** STUDY TEXT follows **

Wednesday, June 10, 2009

Potato Mission

First off, shout outs to my Daddy, who planned an awesome family trip for us! My whole little family went and joined him, and a fair chunk of his side of the family, canoeing in MO. Waaay too much fun. Baby had a blast, and thanks to grandma's and great grandma's babysitting, Dave and I even got to go canoeing at the same time on Sunday morning. We managed to navigate 2.5 hours of Jack's Fork River without tumping over or divorcing. :-)

Anyway, I checked on my Downtown Plots this morning. The West bed is full of green beans, all merrily growing and up to a few inches tall already. 2 long rows of a purple bush variety and 2 long rows of a green bush variety. I have left enough room in between the rows to grow fall crops of swiss chard or spinach or beets. (We'll see if that actually happens.)

The east bed has all the hills of squashes and cucs putting on real leaves. It also has the potatoes and they have reached 6 inches. Now, my little gardening book tells me that at 6 inches I should "hill the potatoes." So, my mission today during Rowen's nap time is to figure out exactly one should "hill the potatoes." Is it a simple matter of hoeing more dirt up? Do the hills have to be a certain shape? Is compost cool to hill with or should I use plain dirt? Can I hill too much?

** End of STUDY TEXT **
** INFORMATION GIVEN follows **

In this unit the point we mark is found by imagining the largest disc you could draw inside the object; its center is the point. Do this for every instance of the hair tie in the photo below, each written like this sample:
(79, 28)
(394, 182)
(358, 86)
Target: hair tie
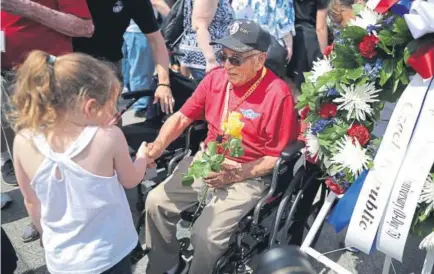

** End of INFORMATION GIVEN **

- **SET OF TASKS**
1. Using the blog post, decide whether each statement agrees with it, answering yes or no and quoting the deciding words: (a) The green beans in the West bed are already a few inches tall. (b) The potatoes grow in the West bed. (c) The canoe outing covered 2.5 hours of Jack's Fork River.
2. Retype the stretch of the blog post from "Wednesday, June 10, 2009" through "that actually happens.)".

- **RESPONSES BY ITEM NUMBER**
1.
(a) Yes: "all merrily growing and up to a few inches tall already"
(b) No: "It also has the potatoes and they have reached 6 inches." This sentence describes the east bed.
(c) Yes: "We managed to navigate 2.5 hours of Jack's Fork River without tumping over or divorcing."

2.
Wednesday, June 10, 2009

Potato Mission

First off, shout outs to my Daddy, who planned an awesome family trip for us! My whole little family went and joined him, and a fair chunk of his side of the family, canoeing in MO. Waaay too much fun. Baby had a blast, and thanks to grandma's and great grandma's babysitting, Dave and I even got to go canoeing at the same time on Sunday morning. We managed to navigate 2.5 hours of Jack's Fork River without tumping over or divorcing. :-)

Anyway, I checked on my Downtown Plots this morning. The West bed is full of green beans, all merrily growing and up to a few inches tall already. 2 long rows of a purple bush variety and 2 long rows of a green bush variety. I have left enough room in between the rows to grow fall crops of swiss chard or spinach or beets. (We'll see if that actually happens.)